Exercise description — Recast the material below as a two-column CSV headed "query" and "boxes", with one row for each line that asks for boxes and the coordinates listed under it. Put each value in a quoted field, turn line breaks into spaces, and leave the pictures out.

Extracted material —
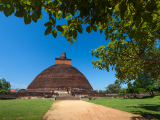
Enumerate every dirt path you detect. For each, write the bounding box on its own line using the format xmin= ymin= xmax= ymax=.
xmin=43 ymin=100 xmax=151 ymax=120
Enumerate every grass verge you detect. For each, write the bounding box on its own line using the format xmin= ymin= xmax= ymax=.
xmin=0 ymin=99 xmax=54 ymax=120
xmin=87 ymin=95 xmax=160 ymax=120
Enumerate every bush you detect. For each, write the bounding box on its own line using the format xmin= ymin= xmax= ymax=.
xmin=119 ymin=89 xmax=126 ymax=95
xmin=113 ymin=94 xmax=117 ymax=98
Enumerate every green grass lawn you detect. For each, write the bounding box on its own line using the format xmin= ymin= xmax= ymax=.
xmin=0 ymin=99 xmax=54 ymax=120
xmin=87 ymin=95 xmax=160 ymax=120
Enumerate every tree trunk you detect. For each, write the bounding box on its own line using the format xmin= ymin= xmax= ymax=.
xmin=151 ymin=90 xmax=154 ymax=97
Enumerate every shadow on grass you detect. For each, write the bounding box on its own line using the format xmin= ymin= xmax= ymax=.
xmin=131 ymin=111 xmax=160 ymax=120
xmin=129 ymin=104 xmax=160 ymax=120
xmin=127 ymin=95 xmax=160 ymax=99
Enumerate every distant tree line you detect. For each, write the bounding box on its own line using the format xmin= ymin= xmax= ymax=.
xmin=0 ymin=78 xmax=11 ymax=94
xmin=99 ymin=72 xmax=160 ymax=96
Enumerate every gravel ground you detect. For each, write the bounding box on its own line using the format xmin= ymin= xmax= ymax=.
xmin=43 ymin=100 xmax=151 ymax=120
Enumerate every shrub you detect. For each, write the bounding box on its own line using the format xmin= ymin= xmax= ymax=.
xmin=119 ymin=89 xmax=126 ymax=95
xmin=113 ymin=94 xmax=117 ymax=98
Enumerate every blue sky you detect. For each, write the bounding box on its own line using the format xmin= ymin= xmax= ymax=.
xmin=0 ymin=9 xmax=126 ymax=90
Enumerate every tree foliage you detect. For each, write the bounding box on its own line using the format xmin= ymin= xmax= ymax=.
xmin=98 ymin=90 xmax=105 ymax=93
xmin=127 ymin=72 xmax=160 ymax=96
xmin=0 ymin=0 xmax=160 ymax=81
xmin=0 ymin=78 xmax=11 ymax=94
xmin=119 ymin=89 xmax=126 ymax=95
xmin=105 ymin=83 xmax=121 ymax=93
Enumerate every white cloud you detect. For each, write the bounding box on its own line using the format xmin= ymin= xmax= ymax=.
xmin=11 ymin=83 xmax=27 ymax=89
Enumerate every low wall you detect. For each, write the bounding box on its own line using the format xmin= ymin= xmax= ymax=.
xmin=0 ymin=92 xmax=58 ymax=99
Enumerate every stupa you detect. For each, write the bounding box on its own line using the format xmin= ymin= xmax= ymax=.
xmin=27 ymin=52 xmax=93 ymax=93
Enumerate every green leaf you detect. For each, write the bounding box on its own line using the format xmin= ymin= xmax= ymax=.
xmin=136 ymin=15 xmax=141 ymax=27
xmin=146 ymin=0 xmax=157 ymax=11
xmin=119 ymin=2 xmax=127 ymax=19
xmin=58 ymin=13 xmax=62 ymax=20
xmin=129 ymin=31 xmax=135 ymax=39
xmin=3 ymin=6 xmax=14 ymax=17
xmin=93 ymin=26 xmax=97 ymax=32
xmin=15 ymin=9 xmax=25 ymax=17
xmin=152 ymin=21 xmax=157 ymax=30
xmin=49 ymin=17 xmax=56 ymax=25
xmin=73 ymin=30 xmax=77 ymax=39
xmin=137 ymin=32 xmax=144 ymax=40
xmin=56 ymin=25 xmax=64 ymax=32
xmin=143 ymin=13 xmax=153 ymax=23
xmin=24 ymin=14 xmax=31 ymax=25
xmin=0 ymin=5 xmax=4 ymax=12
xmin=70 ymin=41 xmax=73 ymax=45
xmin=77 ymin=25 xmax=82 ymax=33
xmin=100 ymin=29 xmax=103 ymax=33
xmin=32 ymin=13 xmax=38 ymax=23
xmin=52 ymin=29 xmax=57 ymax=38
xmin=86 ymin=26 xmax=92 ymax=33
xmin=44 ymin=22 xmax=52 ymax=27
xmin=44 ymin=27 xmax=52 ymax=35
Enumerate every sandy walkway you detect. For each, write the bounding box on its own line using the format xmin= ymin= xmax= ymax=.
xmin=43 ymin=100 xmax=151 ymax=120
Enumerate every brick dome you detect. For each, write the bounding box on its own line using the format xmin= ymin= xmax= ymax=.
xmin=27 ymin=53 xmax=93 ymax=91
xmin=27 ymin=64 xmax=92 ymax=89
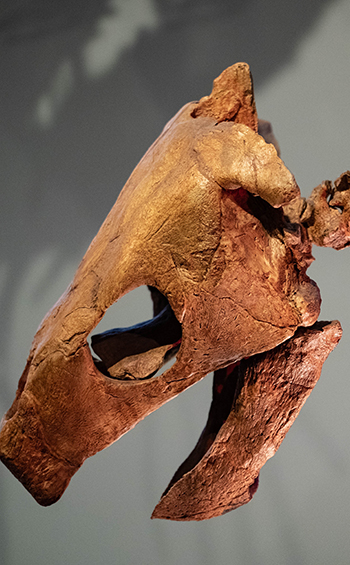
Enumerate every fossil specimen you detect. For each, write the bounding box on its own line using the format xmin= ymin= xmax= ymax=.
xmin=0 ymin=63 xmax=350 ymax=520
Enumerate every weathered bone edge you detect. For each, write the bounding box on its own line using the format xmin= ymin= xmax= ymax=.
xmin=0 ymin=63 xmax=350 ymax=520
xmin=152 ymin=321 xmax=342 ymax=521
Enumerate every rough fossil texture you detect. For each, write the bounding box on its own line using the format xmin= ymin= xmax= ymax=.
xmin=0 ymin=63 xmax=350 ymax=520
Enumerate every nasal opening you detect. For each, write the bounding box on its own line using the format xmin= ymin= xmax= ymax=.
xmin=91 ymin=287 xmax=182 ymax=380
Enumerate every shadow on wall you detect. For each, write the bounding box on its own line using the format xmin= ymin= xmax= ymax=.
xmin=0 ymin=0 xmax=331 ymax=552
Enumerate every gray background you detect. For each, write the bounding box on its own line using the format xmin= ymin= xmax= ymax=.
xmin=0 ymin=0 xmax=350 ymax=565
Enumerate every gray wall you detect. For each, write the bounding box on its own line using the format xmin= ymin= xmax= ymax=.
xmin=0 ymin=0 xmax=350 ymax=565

Full response —
query,boxes
"Enumerate every dirt path you detect. For each, write the bounding box on its own line using the format xmin= ymin= xmax= ymax=.","xmin=43 ymin=100 xmax=151 ymax=120"
"Enumerate every grass verge you detect. For each, write the bounding box on its own line using the format xmin= ymin= xmax= ymax=.","xmin=0 ymin=99 xmax=54 ymax=120 xmin=87 ymin=95 xmax=160 ymax=120"
"Enumerate every bush you detect. For each, write the bounding box on its own line using the format xmin= ymin= xmax= ymax=.","xmin=119 ymin=89 xmax=126 ymax=95 xmin=113 ymin=94 xmax=117 ymax=98"
"Enumerate every green grass lawn you detect. For each, write the bounding box on its own line using the format xmin= ymin= xmax= ymax=.","xmin=0 ymin=99 xmax=54 ymax=120 xmin=87 ymin=95 xmax=160 ymax=120"
"Enumerate every tree trunk you detect. For each, write the bounding box on its own line using the format xmin= ymin= xmax= ymax=.","xmin=151 ymin=90 xmax=154 ymax=97"
"Enumerate every shadow on grass you detect. For each, write the bounding box on its own line using the format xmin= ymin= xmax= ymax=.","xmin=131 ymin=111 xmax=160 ymax=120 xmin=129 ymin=104 xmax=160 ymax=120 xmin=127 ymin=95 xmax=160 ymax=99"
"Enumerate every distant tree line you detect. For each, write the bounding box on its own line using the format xmin= ymin= xmax= ymax=.","xmin=0 ymin=78 xmax=11 ymax=94 xmin=99 ymin=72 xmax=160 ymax=96"
"Enumerate every gravel ground you detect. For each, write the bounding box on its own line using the format xmin= ymin= xmax= ymax=.","xmin=43 ymin=100 xmax=151 ymax=120"
"Enumerate every shrub you detect. For each, write the bounding box on its own line using the format xmin= ymin= xmax= ymax=.","xmin=119 ymin=89 xmax=126 ymax=95 xmin=113 ymin=94 xmax=117 ymax=98"
"Enumerate every blue sky you detect. For each, write the bounding box on its own line using the format xmin= ymin= xmax= ymax=.","xmin=0 ymin=9 xmax=126 ymax=90"
"Enumerate every tree foliage you detect. For each, write the bounding box on its own line using the format xmin= ymin= xmax= ymax=.","xmin=98 ymin=90 xmax=105 ymax=93 xmin=127 ymin=72 xmax=160 ymax=96 xmin=0 ymin=0 xmax=160 ymax=81 xmin=0 ymin=78 xmax=11 ymax=94 xmin=119 ymin=89 xmax=126 ymax=95 xmin=105 ymin=83 xmax=121 ymax=93"
"Enumerate every white cloud you detect. For each, write the bounding box on its own line using the format xmin= ymin= xmax= ymax=.","xmin=11 ymin=83 xmax=27 ymax=89"
"Enumerate every low wall you detect. For each, write the bounding box on its own line using the format xmin= ymin= xmax= ymax=.","xmin=0 ymin=92 xmax=58 ymax=99"
"Enumerate every stupa you detect. For each, write the bounding box on its own line using the format xmin= ymin= xmax= ymax=.","xmin=27 ymin=52 xmax=93 ymax=93"
"Enumerate every green leaf you detect. For each, write the bounding box on its own line using the format xmin= ymin= xmax= ymax=.","xmin=136 ymin=15 xmax=141 ymax=27 xmin=146 ymin=0 xmax=157 ymax=11 xmin=119 ymin=2 xmax=127 ymax=19 xmin=58 ymin=13 xmax=62 ymax=20 xmin=129 ymin=31 xmax=135 ymax=39 xmin=3 ymin=6 xmax=14 ymax=17 xmin=93 ymin=26 xmax=97 ymax=32 xmin=15 ymin=9 xmax=25 ymax=17 xmin=152 ymin=21 xmax=157 ymax=30 xmin=49 ymin=17 xmax=56 ymax=25 xmin=73 ymin=30 xmax=77 ymax=39 xmin=137 ymin=32 xmax=144 ymax=40 xmin=56 ymin=25 xmax=64 ymax=32 xmin=143 ymin=13 xmax=153 ymax=23 xmin=24 ymin=14 xmax=31 ymax=25 xmin=0 ymin=5 xmax=4 ymax=12 xmin=70 ymin=41 xmax=73 ymax=45 xmin=77 ymin=25 xmax=82 ymax=33 xmin=100 ymin=29 xmax=103 ymax=33 xmin=32 ymin=13 xmax=38 ymax=23 xmin=52 ymin=29 xmax=57 ymax=38 xmin=86 ymin=26 xmax=92 ymax=33 xmin=44 ymin=22 xmax=52 ymax=27 xmin=44 ymin=27 xmax=52 ymax=35"
"Enumerate every sandy walkway you detect. For each, write the bounding box on its own line using the format xmin= ymin= xmax= ymax=.","xmin=43 ymin=100 xmax=151 ymax=120"
"Enumerate every brick dome you detect. For each, write the bounding box on its own line using the format xmin= ymin= xmax= ymax=.","xmin=27 ymin=53 xmax=93 ymax=91 xmin=27 ymin=64 xmax=92 ymax=89"
"Enumerate every fossil specimen you detect. For each, write the bounding box on its own line using the format xmin= ymin= xmax= ymax=.","xmin=0 ymin=63 xmax=350 ymax=520"
"Enumerate every weathered bone edge you detect. For each, write the bounding box on its own line using the format xmin= ymin= xmax= ymax=.","xmin=0 ymin=63 xmax=350 ymax=520 xmin=152 ymin=321 xmax=342 ymax=521"
"Enumerate every rough fossil texture you detect. For each, write the bounding box on its own line using the format xmin= ymin= xmax= ymax=.","xmin=0 ymin=63 xmax=350 ymax=520"
"Enumerate every nasal opening you detect. For each, write the bounding box on its own line using the format xmin= ymin= xmax= ymax=.","xmin=91 ymin=287 xmax=182 ymax=380"
"Enumerate every shadow on wall you detect. For each, write the bounding box on its own line using the format xmin= ymin= xmax= ymax=.","xmin=0 ymin=0 xmax=331 ymax=552"
"Enumerate every gray background you detect. For each, write the bounding box on its own line using the format xmin= ymin= xmax= ymax=.","xmin=0 ymin=0 xmax=350 ymax=565"
"Enumerate every gray wall you detect. For each, write the bounding box on its own line using the format xmin= ymin= xmax= ymax=.","xmin=0 ymin=0 xmax=350 ymax=565"